▶ **Your goal**: Shift every polygon vertex coordinate in the answers by -49, and copy out everything from the row containing "Target: shallow water" down to the final row, requests and all.
• • • • •
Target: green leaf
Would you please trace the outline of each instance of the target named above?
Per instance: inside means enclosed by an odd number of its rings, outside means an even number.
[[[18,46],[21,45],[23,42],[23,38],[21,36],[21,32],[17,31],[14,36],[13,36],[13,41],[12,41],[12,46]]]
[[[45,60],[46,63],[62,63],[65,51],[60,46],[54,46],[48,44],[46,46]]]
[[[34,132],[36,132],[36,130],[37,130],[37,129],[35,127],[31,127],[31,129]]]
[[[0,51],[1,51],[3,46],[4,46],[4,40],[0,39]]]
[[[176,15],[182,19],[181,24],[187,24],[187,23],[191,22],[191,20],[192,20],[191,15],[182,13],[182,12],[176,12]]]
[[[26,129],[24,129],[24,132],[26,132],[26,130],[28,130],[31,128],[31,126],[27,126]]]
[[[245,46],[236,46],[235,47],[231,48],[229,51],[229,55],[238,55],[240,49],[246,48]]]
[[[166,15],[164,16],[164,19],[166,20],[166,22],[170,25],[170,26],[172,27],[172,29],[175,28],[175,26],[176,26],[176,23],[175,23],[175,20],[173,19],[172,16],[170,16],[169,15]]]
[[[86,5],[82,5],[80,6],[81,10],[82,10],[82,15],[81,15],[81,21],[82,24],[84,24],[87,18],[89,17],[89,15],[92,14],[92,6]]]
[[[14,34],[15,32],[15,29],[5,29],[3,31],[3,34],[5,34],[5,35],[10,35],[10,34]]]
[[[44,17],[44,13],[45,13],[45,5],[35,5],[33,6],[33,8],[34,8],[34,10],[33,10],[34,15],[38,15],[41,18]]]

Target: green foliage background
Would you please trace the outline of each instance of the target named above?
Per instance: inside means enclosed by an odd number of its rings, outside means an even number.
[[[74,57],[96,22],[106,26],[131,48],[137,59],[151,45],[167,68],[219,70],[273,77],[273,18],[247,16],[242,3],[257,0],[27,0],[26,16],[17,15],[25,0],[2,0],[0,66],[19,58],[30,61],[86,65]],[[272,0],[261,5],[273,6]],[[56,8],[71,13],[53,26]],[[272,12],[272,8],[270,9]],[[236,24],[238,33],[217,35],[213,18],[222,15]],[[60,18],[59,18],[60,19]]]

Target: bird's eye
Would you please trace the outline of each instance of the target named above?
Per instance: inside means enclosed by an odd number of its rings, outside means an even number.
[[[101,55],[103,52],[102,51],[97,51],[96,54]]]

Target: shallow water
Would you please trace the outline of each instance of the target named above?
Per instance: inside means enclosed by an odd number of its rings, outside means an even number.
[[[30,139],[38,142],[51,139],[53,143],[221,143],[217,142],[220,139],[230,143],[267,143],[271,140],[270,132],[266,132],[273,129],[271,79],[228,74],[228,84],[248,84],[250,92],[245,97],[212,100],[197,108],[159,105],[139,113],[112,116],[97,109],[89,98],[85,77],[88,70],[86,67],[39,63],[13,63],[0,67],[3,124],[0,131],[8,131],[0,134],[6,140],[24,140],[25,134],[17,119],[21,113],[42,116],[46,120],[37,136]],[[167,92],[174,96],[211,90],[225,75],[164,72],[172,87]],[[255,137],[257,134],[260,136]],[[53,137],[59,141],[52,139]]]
• • • • •
▶ **Solution to this task**:
Target: shallow water
Would you please trace the outline of each instance of the target named above?
Per instance: inside means enclosed by an odd number of its rings, outside means an even number.
[[[-19,90],[-11,93],[2,90],[4,94],[172,94],[168,93],[171,90],[181,94],[218,94],[222,91],[221,83],[217,83],[224,80],[222,30],[179,25],[179,35],[199,35],[201,43],[196,48],[163,51],[148,59],[110,56],[90,64],[63,67],[48,60],[40,49],[36,28],[39,21],[37,18],[-10,14],[-36,14],[-49,18],[-46,75],[-49,82],[-41,82],[-49,85],[-43,91],[-25,91],[-24,85],[-32,70],[-28,64],[-7,67],[-3,71],[-12,87]],[[118,43],[125,47],[162,41],[176,26],[115,23],[123,38]],[[206,88],[208,85],[211,87]],[[4,88],[10,92],[3,90]]]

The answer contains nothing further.